All lines from the line containing "the person's head" up to and including the last line of the listing below should be echoed exactly; no other lines belong in the response.

_Dataset content_
# # #
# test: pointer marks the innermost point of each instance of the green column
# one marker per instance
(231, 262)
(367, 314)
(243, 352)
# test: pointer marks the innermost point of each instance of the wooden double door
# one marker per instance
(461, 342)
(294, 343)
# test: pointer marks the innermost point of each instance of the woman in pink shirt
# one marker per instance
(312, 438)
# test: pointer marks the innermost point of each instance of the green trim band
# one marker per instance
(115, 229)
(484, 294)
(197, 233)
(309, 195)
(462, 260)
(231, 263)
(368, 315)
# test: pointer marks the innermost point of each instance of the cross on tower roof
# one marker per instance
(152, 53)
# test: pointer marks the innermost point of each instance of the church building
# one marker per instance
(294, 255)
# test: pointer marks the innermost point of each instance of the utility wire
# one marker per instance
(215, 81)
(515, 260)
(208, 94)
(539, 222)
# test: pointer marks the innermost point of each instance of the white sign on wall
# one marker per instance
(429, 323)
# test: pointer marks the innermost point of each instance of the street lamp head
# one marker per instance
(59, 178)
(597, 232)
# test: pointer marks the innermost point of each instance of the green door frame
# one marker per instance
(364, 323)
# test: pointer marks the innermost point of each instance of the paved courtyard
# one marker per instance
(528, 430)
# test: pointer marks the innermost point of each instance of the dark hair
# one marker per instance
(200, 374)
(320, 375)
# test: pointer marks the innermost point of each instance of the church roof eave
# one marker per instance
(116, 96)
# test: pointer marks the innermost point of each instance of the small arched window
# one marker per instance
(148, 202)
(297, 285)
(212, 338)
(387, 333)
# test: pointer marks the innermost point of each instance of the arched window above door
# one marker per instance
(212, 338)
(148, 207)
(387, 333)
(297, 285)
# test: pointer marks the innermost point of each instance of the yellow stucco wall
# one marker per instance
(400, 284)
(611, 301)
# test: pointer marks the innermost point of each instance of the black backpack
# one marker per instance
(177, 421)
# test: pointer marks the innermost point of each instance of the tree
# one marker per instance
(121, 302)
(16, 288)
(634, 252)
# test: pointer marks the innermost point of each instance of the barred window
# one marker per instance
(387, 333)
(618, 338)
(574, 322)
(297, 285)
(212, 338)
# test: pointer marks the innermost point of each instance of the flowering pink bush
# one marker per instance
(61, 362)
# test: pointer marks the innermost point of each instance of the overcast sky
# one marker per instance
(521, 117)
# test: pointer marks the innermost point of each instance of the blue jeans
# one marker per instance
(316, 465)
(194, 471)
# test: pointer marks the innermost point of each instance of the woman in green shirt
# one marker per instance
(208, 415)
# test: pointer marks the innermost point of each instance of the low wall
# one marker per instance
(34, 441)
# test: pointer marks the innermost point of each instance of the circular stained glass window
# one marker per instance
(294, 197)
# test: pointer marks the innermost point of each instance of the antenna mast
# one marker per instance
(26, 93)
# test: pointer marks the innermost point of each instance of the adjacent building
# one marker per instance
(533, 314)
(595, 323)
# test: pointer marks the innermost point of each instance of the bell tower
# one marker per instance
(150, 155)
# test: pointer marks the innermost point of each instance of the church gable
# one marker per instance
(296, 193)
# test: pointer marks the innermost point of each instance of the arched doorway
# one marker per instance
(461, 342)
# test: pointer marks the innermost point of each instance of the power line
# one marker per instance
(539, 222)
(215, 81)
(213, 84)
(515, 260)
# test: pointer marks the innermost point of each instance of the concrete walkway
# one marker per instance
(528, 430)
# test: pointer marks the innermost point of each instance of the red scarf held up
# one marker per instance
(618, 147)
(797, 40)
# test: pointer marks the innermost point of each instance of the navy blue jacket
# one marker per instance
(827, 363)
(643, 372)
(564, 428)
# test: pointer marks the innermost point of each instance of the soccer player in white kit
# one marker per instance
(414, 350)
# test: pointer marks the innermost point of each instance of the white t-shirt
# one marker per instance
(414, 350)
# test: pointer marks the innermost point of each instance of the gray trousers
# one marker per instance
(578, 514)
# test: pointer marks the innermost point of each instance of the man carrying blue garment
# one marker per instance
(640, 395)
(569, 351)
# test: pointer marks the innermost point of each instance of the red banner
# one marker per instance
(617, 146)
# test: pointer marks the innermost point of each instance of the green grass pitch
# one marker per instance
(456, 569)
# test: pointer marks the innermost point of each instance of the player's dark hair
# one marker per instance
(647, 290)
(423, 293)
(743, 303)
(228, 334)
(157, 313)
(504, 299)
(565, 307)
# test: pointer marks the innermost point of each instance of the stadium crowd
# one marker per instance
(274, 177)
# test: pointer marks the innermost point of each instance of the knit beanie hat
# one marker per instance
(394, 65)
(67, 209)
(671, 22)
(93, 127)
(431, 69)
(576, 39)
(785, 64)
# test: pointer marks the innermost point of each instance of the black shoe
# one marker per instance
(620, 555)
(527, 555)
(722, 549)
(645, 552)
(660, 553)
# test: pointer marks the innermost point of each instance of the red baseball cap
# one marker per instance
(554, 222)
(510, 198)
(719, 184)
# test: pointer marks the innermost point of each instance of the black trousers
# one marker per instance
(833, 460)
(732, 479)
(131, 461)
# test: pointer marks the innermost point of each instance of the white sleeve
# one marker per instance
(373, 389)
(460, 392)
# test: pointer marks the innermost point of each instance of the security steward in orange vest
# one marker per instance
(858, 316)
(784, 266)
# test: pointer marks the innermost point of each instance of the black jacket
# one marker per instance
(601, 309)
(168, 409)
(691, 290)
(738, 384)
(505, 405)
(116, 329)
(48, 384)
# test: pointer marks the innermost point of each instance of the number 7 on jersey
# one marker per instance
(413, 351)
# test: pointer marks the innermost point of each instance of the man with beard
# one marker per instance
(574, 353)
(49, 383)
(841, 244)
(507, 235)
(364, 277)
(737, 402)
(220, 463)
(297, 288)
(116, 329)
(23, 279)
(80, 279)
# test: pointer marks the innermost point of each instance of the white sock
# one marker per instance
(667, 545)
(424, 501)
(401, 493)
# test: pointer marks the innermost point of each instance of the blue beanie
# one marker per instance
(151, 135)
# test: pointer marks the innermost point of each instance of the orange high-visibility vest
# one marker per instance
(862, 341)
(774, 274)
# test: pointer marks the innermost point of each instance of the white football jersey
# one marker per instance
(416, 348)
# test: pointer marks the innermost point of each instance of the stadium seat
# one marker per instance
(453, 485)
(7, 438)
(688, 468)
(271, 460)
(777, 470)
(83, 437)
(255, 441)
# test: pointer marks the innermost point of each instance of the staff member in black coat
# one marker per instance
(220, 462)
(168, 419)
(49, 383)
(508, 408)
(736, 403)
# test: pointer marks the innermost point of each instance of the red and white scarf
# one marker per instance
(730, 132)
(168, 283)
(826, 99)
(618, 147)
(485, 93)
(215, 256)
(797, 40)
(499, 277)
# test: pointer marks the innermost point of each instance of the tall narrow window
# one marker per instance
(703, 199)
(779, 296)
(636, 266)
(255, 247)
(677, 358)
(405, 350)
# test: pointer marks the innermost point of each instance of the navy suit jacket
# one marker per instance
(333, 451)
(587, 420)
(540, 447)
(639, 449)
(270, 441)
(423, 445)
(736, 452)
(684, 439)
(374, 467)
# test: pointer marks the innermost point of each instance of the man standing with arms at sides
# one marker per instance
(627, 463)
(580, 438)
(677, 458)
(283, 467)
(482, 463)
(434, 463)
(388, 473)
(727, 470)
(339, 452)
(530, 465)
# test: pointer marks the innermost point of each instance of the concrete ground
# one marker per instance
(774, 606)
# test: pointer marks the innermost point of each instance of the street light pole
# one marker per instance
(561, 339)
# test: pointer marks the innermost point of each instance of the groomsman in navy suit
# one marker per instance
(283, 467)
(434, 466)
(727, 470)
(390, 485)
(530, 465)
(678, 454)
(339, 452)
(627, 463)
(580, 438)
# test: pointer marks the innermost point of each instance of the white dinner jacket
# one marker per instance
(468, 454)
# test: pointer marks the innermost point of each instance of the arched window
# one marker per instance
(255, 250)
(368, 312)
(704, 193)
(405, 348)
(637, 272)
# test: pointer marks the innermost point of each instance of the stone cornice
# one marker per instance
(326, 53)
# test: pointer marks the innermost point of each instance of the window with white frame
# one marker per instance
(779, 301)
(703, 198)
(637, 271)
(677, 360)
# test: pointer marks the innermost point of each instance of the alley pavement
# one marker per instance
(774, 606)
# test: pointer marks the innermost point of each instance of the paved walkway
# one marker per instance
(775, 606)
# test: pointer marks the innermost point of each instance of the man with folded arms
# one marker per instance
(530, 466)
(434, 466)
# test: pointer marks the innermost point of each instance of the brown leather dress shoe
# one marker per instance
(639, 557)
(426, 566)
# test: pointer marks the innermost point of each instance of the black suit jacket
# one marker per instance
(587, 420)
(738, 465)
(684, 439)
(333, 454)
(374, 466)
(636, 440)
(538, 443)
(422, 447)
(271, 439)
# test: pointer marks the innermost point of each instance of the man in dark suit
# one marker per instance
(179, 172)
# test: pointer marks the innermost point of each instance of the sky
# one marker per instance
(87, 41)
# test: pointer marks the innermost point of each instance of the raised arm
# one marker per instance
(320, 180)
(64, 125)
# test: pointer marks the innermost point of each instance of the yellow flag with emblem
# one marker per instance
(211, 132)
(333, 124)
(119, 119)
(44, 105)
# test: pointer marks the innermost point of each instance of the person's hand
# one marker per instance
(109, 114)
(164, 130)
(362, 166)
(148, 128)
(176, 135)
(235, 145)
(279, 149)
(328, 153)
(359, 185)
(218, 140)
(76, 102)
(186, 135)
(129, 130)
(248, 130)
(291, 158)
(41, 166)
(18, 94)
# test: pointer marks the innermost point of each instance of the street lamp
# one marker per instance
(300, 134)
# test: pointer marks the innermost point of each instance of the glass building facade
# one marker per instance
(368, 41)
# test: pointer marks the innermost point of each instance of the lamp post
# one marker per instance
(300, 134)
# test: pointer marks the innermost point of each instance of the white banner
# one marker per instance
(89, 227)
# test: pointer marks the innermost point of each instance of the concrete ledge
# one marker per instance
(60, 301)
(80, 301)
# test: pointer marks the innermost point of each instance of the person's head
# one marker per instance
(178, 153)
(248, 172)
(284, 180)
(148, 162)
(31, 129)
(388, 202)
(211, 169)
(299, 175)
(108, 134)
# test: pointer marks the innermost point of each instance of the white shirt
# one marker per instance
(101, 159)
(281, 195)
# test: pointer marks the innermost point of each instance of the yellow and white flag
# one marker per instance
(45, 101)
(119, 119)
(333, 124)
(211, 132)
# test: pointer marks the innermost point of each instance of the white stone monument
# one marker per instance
# # #
_Task response_
# test: pointer marks the innermost point of each instance of the person's head
# one marker per instance
(178, 153)
(248, 172)
(284, 180)
(148, 162)
(31, 129)
(388, 202)
(211, 169)
(299, 175)
(108, 134)
# test: pointer marks the innermost point of each instance of the white shirt
# one marker per instance
(101, 159)
(281, 195)
# test: pointer marks the innermost point of each instance of the yellow and white flag
# one marker per instance
(45, 101)
(119, 119)
(333, 124)
(211, 132)
# test: pointer marks the innermost point of each instance of the white stone monument
# one marker per instance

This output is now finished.